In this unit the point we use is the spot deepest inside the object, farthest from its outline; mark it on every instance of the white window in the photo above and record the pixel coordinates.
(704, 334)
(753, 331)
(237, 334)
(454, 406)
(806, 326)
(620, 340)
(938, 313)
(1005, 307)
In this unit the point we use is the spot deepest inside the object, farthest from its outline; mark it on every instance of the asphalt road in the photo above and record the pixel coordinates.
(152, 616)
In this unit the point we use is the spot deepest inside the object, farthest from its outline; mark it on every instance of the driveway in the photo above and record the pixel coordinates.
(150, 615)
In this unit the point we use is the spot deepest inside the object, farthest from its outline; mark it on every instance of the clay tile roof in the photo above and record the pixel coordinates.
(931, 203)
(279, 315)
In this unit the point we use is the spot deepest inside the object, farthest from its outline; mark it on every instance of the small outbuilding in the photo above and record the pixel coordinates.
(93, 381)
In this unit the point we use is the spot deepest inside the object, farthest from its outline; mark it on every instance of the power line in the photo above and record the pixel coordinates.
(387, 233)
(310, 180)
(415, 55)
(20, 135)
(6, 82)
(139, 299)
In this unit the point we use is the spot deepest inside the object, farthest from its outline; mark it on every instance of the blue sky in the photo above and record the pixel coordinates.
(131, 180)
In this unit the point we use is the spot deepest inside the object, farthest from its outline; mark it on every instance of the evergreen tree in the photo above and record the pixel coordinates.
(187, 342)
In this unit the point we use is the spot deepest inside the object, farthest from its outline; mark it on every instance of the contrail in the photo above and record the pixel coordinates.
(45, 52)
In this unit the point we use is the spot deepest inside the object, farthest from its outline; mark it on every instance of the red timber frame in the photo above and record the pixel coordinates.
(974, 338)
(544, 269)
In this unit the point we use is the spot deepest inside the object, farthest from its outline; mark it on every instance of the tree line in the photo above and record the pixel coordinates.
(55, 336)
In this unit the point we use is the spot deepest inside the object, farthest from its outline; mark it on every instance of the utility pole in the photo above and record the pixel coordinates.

::::::

> Job: Copy the records above, replacing "pixel coordinates" with "image coordinates" everywhere it appears and keeping every other word the same.

> Result of this exercise:
In this unit the point we use is the spot deepest inside the object, farthest from its outline; mark it on every instance of the white window in the photo above and record the image coordinates.
(704, 334)
(753, 331)
(237, 334)
(454, 406)
(806, 326)
(620, 340)
(938, 313)
(1005, 307)
In this unit the point we use is the spot deepest inside the object, farthest from its outline; mark it on every instance of the asphalt road in the photo above and record the image coordinates.
(152, 616)
In this unit the point we use is the spot deepest inside the object, farthest from its outline; mark it on every instance of the driveway in the photo above and record the image coordinates.
(150, 615)
In this unit the point we use is the spot deepest inside the object, farthest from its outline; mark it on every instance of the clay tile roof in the photo above and record the image coordinates.
(931, 203)
(279, 315)
In this unit the point we use is the spot deepest inside the object, farthest from its outline; mark it on every instance of the small outbuilding in the photo above and record the image coordinates.
(93, 381)
In this unit the point we use is the spot deepest inside the object, farthest from its outline; mark it on every instance of the power line in the photo above and record the image coordinates.
(387, 233)
(310, 180)
(415, 55)
(20, 135)
(6, 82)
(139, 299)
In this unit the point we use is the spot deepest inside the object, farthest from its outline; mark it on every instance of the blue sky in the photo above and record the image coordinates.
(131, 180)
In this unit the point we use is the spot deepest inside the object, farthest from its outline; mark it on every instance of the evergreen tree in the photo above and record the image coordinates.
(187, 342)
In this unit the point we use is the spot deepest inside the object, farthest from its outline; mark it on every instance of the contrail in the photo above and record the image coordinates.
(45, 52)
In this unit the point we use is the spot deepest inside the object, farthest from its outline; mark it on every instance of the red timber frame in the photo above and record the image coordinates.
(974, 338)
(544, 269)
In this unit the point we use is the spot deepest inside the object, farthest from its outline; mark it on every instance of the tree line in the photo above and record the image coordinates.
(55, 336)
In this unit the point we use is the spot deepest inside the object, farthest from its outline; mark it on every instance of the utility pole in the photo above and record the image coordinates.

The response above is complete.